## [Extracted text]
╭──
Re: Simple OUTER JOIN doubt

Lists: pgsql-general
From: Sandro Dentella <sandro(at)e-den(dot)it>
To: pgsql-general(at)postgresql(dot)org
Subject: Simple OUTER JOIN doubt
Date: 2006-10-27 18:48:30
Message-ID: 20061027184830.GA21813@casa.e-den.it
Views: Raw Message | Whole Thread | Download mbox | Resend email
Lists: pgsql-general

I've a very simple task. I thought I knew how to solve it but there's
something I'm surely missing.

I got film and scores for the film. In table "film" and "punteggio"
(score). I want a join returning all the films and the votes
expressed by the user(s). If the user did not vote I want a NULL.

I only get films for which a vote was expressed. My query:

SELECT f.id, f.titolo, p.voto
FROM film_film f
LEFT OUTER JOIN vota_punteggio p
ON (f.id = p.film_id)
WHERE
(p.user_id = 2 OR p.user_id IS NULL)

Can you help me understanding what is wrong?
TIA
sandro
*:-)
╰──
## [Stated goal]
Carry on the mailing-list post about the LEFT OUTER JOIN from the point where it stops. The entries are separate material and not part of the mailing-list post about the outer join.

## [Recorded information]
╭──
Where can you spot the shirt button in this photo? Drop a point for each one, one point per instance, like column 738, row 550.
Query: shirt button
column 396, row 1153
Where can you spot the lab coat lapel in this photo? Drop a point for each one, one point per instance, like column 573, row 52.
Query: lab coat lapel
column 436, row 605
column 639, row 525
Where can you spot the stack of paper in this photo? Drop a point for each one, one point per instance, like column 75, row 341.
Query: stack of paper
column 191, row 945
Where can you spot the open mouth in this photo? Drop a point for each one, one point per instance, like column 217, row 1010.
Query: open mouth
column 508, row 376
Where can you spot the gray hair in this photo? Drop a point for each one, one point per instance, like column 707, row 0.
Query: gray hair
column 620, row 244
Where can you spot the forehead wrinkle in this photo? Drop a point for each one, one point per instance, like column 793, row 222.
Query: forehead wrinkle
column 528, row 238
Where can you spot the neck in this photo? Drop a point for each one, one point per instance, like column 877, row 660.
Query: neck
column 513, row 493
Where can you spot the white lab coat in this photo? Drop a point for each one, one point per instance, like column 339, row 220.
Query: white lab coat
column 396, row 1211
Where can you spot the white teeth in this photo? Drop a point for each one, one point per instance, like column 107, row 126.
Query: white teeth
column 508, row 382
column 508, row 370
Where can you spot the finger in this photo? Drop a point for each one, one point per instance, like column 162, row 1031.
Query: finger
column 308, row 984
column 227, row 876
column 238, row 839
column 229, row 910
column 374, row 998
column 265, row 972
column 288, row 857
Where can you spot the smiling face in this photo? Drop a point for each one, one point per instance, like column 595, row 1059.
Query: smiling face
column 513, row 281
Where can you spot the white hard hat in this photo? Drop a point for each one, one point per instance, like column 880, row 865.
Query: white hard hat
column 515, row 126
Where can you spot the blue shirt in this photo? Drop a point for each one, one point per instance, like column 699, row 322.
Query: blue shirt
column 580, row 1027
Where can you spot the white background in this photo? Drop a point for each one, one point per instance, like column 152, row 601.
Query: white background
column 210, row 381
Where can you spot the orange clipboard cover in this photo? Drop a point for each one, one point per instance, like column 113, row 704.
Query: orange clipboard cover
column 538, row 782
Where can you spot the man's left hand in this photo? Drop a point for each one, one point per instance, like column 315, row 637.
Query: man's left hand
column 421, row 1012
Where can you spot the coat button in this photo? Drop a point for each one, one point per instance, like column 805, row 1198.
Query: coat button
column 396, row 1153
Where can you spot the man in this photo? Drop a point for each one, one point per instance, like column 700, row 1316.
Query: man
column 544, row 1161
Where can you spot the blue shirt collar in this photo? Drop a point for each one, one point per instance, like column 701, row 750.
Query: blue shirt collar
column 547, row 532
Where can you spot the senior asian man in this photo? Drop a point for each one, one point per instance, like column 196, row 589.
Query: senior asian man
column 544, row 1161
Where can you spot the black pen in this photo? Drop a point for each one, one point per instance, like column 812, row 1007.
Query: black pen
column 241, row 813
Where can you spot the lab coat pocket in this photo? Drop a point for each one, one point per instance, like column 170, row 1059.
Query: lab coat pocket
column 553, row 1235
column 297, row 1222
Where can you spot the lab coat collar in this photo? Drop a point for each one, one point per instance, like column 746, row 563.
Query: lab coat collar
╰──
## [Exercise response]
cinemino=# \d film_film
Tabella "public.film_film"
Colonna | Tipo | Modificatori
-----------------+------------------------+--------------------------------------------------------
id | integer | not null default nextval('film_film_id_seq'::regclass)
titolo | character varying(100) | not null
regista | character varying(40) |
url_iann | character varying(200) |
url_altri | character varying(200) |
anno | integer |
image | character varying(100) |
durata | integer |
genere_id | integer |
data_proiezione | date |
proposto_da | integer |

cinemino=# \d vota_punteggio
Tabella "public.vota_punteggio"
Colonna | Tipo | Modificatori
---------+---------+-------------------------------------------------------------
id | integer | not null default nextval('vota_punteggio_id_seq'::regclass)
voto | integer | not null
user_id | integer | not null
film_id | integer | not null

--
Sandro Dentella *:-)
e-mail: sandro(at)e-den(dot)it
http://www.tksql.org TkSQL Home page - My GPL work


From: Russ Brown <pickscrape(at)gmail(dot)com>
To: pgsql-general(at)postgresql(dot)org
Subject: Re: Simple OUTER JOIN doubt
Date: 2006-10-27 19:42:06
Message-ID: 4542610E.9020302@gmail.com
Views: Raw Message | Whole Thread | Download mbox | Resend email
Lists: pgsql-general

Sandro Dentella wrote:
> I've a very simple task. I thought I knew how to solve it but there's
> something I'm surely missing.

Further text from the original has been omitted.